Items from a dataset:
---

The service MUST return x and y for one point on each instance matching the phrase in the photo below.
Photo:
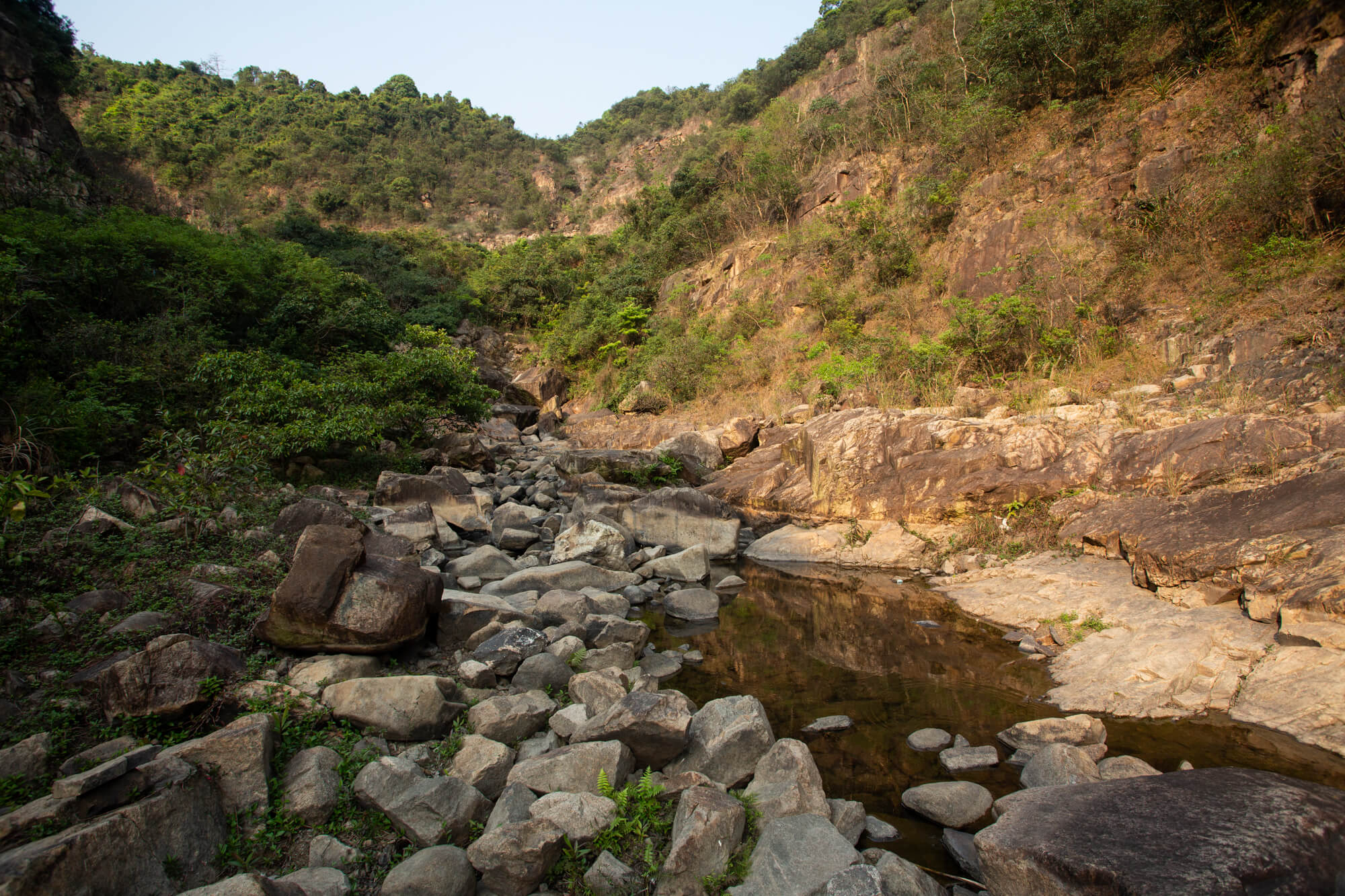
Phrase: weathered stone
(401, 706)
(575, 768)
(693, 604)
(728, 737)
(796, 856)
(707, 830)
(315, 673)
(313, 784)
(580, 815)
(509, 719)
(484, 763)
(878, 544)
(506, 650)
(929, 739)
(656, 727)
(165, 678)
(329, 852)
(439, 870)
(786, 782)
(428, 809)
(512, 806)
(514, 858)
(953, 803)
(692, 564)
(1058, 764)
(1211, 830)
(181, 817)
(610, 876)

---

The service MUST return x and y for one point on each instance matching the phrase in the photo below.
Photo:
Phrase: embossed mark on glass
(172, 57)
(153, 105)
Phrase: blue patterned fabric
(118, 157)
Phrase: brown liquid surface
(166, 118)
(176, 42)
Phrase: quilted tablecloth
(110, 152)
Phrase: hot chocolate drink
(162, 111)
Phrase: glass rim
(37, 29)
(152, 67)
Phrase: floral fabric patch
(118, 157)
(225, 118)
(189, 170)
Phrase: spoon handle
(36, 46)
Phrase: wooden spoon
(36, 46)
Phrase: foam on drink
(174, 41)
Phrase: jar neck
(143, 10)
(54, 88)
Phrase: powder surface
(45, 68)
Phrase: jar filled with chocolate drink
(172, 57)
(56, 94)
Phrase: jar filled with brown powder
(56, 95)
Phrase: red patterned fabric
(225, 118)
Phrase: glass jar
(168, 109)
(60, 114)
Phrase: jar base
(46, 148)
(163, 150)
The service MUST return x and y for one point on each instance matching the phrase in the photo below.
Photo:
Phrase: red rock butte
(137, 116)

---

■ **EXERCISE TASK**
Report each line in the rows above that contains the word "patterned". Only matches in the same letter case count.

■ **REPLY TO THE EXERCISE**
Phrase: blue patterned fabric
Phrase: red patterned fabric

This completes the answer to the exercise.